§ LESETEXT
◆ ◆ ◆ ◆ ◆ ◆ ◆
Rezension

mal eine etwas ausgefallene Liebes-Spionagegeschichte

Der wunde Himmel - Jeannette Oertel

Der wunde Himmel
von Jeannette Oertel

Bewertet mit 4 Sternen

Beim Roman von Jeannette Oertel „Der wunde Himmel“ bin ich so manches Mal über mich selber gestolpert. Was meine Ansichten über starke, unabhängige Frauen betrifft, Satzgestaltung und Themenbereiche. Und auch meine Lektorenhand wollte den Rotstift ansetzen und allzu lange Sätze teilen. Die eine oder andere Anleihe an bereits veröffentlichten Büchern empfinde ich als Verbeugung vor Kollegen, hier sind sie sanft eingestreut.
Um was geht es?
Eine junge Frau tritt ihren Dienst als Assistentin eines Diplomaten an, das Land fiktiv dem Nahen Osten zugeordnet. Wie immer für diese Region, liegt eine Revolution in der Luft; hier sind die Erfahrungen von Tabea, unserer Heldin gefragt. Aber auch in einem Konsulat sind, wie in allen Büroetagen der Welt, Eifersüchteleien, Intrigen, Spionage, Mobbing, an der Tagesordnung. Nur hier vielleicht ein wenig risikoreicher wegen der Konsequenzen. Sicherheitsstufen, geheime Räume, wichtige Treffen und Telefonate, das ist nun das Leben von Tabea mit ihren Kollegen.
◆ ◆ ◆ ◆ ◆ ◆ ◆
§ DATENEINTRÄGE
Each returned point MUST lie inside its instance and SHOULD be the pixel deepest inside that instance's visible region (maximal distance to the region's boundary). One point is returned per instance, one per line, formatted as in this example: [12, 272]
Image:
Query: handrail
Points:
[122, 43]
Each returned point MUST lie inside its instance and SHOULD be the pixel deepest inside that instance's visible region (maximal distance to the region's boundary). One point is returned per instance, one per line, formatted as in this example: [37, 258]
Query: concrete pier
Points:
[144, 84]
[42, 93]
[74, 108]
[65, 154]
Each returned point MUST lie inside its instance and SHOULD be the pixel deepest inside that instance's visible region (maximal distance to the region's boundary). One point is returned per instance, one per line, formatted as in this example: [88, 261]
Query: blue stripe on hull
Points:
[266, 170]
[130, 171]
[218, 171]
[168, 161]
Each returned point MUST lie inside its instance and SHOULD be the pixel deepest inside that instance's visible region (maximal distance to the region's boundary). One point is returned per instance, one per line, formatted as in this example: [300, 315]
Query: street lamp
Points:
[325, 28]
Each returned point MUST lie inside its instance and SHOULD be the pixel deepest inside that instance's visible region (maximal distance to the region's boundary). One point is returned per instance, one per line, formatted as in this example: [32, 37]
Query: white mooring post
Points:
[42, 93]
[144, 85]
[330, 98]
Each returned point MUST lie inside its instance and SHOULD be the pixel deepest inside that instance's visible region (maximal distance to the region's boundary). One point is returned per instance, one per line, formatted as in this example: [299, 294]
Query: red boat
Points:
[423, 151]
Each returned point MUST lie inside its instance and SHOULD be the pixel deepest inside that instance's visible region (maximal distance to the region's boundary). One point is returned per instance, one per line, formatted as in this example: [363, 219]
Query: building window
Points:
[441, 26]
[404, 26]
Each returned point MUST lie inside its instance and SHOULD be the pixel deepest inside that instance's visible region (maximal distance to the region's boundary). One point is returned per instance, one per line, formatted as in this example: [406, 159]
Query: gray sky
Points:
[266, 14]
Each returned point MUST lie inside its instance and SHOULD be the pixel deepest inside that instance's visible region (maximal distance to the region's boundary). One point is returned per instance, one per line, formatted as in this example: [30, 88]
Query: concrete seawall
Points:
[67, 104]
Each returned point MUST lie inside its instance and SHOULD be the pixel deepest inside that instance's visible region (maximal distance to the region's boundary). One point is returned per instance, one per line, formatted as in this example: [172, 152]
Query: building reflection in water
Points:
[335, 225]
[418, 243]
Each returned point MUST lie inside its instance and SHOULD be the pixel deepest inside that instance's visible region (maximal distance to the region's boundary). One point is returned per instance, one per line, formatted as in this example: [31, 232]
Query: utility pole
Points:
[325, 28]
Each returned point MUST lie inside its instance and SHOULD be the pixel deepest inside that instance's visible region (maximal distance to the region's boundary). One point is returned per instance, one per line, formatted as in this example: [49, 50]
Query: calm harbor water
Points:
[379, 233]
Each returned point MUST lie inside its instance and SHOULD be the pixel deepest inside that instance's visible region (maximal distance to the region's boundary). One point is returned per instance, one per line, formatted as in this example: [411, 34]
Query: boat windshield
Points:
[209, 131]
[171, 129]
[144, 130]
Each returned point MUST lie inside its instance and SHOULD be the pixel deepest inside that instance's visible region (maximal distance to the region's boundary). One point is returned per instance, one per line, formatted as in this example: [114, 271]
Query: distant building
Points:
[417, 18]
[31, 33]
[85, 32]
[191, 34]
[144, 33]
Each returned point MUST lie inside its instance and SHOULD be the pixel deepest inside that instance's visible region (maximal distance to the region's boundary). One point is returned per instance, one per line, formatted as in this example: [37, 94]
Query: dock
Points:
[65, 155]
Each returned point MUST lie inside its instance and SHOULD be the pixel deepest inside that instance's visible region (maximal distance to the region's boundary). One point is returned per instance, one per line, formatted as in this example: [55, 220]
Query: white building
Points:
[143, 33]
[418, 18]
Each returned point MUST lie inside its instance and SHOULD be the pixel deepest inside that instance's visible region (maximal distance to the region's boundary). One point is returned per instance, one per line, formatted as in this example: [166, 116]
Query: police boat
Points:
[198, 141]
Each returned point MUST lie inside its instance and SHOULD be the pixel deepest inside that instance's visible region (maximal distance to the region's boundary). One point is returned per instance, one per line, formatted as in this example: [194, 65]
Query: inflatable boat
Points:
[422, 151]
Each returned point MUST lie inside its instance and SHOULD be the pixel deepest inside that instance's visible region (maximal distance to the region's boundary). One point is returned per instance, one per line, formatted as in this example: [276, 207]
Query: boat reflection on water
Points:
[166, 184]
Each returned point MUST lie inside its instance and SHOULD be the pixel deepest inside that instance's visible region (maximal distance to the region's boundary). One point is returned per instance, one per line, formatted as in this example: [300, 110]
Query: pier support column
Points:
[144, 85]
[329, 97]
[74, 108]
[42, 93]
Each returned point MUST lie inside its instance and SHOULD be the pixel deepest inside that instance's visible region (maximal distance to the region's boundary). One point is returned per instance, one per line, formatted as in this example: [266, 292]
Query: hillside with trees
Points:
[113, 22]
◆ ◆ ◆ ◆ ◆ ◆ ◆
§ AUFGABE 1
Beantworten Sie anhand der Rezension zu „Der wunde Himmel“ folgende Fragen:
(a) Mit wie vielen Sternen wird der Roman bewertet?
(b) Als was tritt die junge Frau ihren Dienst an?
(c) Welcher Region ist das Land der Handlung fiktiv zugeordnet?
§ AUFGABE 2
Führen Sie die Rezension zu „Der wunde Himmel“ im Anschluss an ihren letzten Satz weiter.

§ LÖSUNG 1
(a) Mit 4 Sternen.
(b) Als Assistentin eines Diplomaten.
(c) Dem Nahen Osten.

§ LÖSUNG 2
Sie verliebt sich in den Sicherheitschef, für mich auf eine sehr gefährliche Art und Weise, in die Abhängigkeit. Schließlich steht da ein Bild von einer Frau mit drei kleinen Jungen auf seinem Schreibtisch. Und tatsächlich hat er nicht mehr als nur wenige geklaute Minuten und Stunden für sie. Im Prinzip läuft da am Anfang das ewig gleiche Spiel, er hat Lust auf fremde Frau bis sie irgendwann nachgibt, und dann wird es bitter für sie, denn von nun an heißt es warten. Doch was für ein Spiel er wirklich spielt, wird lange nicht klar. Das ist natürlich Absicht der Autorin. Bei mir regt sich im Inneren dabei ein kleines Teufelchen, der Tabea immer wieder zurufen will, hör auf damit, der Typ macht dich nur kaputt. Und irgendwie stimmt das auch, denn ihr bester Freund ist nun der Gin. Diesen Absturz auf lange Zeit gesehen und was es mit Tabea macht, das zeigt Oertel sehr genau. Und macht einen traurig. Es ist eines der wichtigen Themen in diesem Buch.
Ein weiterer Faden in dieser Geschichte bahnt sich in Gestalt eines Kollegen an, der wohl bei der Stasi gearbeitet hat. Ihre Kindheit und frühe Jugend hat Tabea in der ehemaligen DDR verbracht, die Stasi saß mit am Tisch. Ihr Vater hat mit ihnen zusammengearbeitet, zu welchem Preis und deren Folgen für die Familie gehört zu den Höhepunkten der Geschichte. Doch lange hat Tabea kaum Kontakt zu ihrem Vater, die Mutter ist bereits verstorben. In Gedanken hört sie immer noch die Ratschläge von ihr, sie sind für sie von hoher Wichtigkeit. Dieser Kollege nun will sie in seine Machenschaften einbeziehen, aus Gründen, die ihr nicht klar werden. Denn sie kann sich einfach nicht daran erinnern, welche Rolle er mal in ihrer Familie gespielt haben soll.
Die Verwirrungen mit ihrem Liebhaber, Revolutionsgefahren des Landes, für das sie arbeitet und Erpressungsversuche hinsichtlich ihres Kollegen machen das Leben von Tabea nicht gerade einfach. Sie muss aufpassen, wem sie vertrauen kann. Ihrem stundenweisen Lover? Lieben Kolleginnen? Ihrem Ex-Freund, von dem sie erst spät erfährt, dass auch er ein Spion ist? Oder doch dem fremd gewordenen Vater? Und dann auch noch ihr gefährliches Spiel mit Tabletten und Alkohol: da sind brenzlige Situationen Programm.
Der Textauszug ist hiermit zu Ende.